[Point annotations for photos]
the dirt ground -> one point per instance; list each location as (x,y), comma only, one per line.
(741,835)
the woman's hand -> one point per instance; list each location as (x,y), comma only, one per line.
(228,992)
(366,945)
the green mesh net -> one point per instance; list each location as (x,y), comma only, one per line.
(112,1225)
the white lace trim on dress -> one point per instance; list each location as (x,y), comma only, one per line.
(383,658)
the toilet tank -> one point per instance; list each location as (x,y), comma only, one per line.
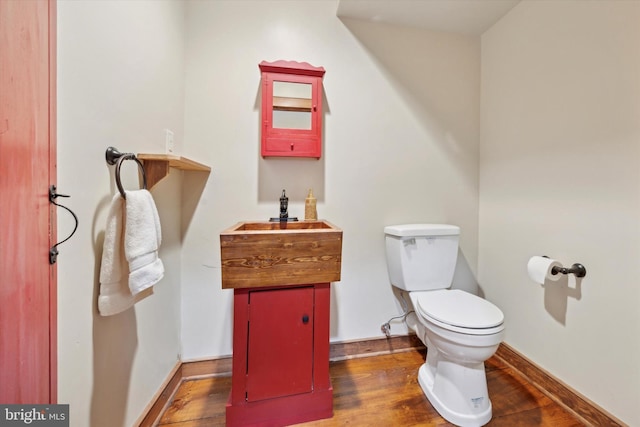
(421,257)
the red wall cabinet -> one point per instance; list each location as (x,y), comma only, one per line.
(291,109)
(280,356)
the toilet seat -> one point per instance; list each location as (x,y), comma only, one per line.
(460,311)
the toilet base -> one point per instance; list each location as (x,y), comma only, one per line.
(472,418)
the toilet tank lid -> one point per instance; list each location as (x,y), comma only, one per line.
(418,230)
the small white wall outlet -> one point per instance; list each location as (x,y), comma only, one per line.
(169,143)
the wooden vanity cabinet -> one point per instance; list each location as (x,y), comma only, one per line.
(280,356)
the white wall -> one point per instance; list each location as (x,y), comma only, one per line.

• Do this: Rewrite every line of the records above, requests included, and multiply each coordinate in the answers by 2.15, rounding to whole numbers with halves rounded up. Leave the pictures out.

• Solution:
the dirt ground -> one point per instance; list each location as (x,y), comma only, one per line.
(1593,1795)
the woman's hand -> one point per instance; list each location as (x,y), comma only, one per line.
(490,2133)
(787,2032)
the green mesh net -> one point per instance; list each location as (x,y), comma only, one per line.
(241,2634)
the white lace trim on dress -> one point per instance; list each location as (x,y), comma only, one per line.
(823,1415)
the toilet tank -> one point per instance; list each location as (x,y), comma only, one per line.
(905,553)
the red wall cabinet -> one point per instance; list each location as (x,y), comma only, one per line.
(626,234)
(602,765)
the toilet seat -> one point per instance; list each location as (x,y), comma only, one per line.
(989,669)
the toilet base -> one point per instance; list each location as (x,y), comma only, one per line.
(1015,899)
the toilet tank lid -> one point per instance; list each location as (x,y), comma only, one per line.
(899,495)
the small white wall outlet -> one point per instance; list each location as (x,y), comma only, one per line.
(363,307)
the wooden vanity cabinet -> one point per instance; list each location as (x,y), comma only, one per line.
(602,765)
the white wall -> one point per instance; list each location as (x,y), comma only, one per line.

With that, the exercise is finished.